So will all the customers simply plug into a few giant Con Edison style utilities? Is our only option to work for/invest in these utilities? Thankfully the answer is an emphatic no. The utility analogy can be stretched too far. IT has a far bigger impact on a company’s profitability than electricity and there are a lot more variables. So how can smaller independent companies prosper in this new world?

  • Leverage the stack for your own high growth niche. Offer the total solution on-line for a monthly fee. This reduces the buyer’s risk and thus enables start-ups to get that critical early traction. The good news is that it is now much easier and cheaper to put together a total solution from a mix of outsourced data centers, open source frameworks and offshore developers. All you have to do is find an emerging growth market.

  • Operate right at the top of the stack where you are dealing directly with end users (aka a vertical market solutions focus). Look for business sectors that are growing fast but that are small enough today to fall below the radar screen of the gorillas.

[Short problem a] In the IT utility passage, switch "electricity" to "power" and write out the stretch from "So will all" through "this new world?".
The IT utility passage and the rows after it are separate, unrelated material.

[Provided records]
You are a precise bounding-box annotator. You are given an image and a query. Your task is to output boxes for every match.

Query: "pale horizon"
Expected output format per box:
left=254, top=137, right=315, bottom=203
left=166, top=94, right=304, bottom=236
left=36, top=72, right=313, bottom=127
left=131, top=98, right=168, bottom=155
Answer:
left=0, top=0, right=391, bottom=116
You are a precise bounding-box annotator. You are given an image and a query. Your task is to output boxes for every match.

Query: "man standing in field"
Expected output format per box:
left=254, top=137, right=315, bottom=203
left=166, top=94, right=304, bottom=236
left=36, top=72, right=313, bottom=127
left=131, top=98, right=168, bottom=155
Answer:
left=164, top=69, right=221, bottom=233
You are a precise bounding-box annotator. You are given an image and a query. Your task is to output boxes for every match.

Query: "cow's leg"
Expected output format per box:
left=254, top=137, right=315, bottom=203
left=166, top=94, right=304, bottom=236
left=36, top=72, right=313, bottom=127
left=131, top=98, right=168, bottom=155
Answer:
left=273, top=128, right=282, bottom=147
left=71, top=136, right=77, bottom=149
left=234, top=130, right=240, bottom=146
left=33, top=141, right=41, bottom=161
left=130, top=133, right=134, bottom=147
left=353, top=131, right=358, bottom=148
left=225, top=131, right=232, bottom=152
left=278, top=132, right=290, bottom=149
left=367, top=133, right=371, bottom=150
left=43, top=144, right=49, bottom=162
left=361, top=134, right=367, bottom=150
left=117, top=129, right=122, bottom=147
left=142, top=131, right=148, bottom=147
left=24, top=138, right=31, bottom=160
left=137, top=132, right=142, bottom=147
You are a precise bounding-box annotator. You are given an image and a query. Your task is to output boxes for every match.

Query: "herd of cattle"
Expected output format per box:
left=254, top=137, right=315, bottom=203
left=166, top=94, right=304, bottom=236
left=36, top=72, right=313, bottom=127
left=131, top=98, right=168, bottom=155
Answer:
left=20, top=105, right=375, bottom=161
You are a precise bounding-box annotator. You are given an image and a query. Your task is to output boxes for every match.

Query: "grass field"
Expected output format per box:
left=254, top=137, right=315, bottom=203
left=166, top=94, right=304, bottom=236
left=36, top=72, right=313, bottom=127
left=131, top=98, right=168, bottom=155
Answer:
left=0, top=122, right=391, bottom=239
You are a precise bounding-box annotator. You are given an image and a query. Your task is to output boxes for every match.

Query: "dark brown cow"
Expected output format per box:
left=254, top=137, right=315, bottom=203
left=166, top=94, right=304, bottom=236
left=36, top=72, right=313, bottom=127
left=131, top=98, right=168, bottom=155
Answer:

[Short problem b] Identify each line of the rows that contains the string "field" and copy it. Case counts.

[Problem solution a]
So will all the customers simply plug into a few giant Con Edison style utilities? Is our only option to work for/invest in these utilities? Thankfully the answer is an emphatic no. The utility analogy can be stretched too far. IT has a far bigger impact on a company’s profitability than power and there are a lot more variables. So how can smaller independent companies prosper in this new world?

[Problem solution b]
Query: "man standing in field"
Query: "grass field"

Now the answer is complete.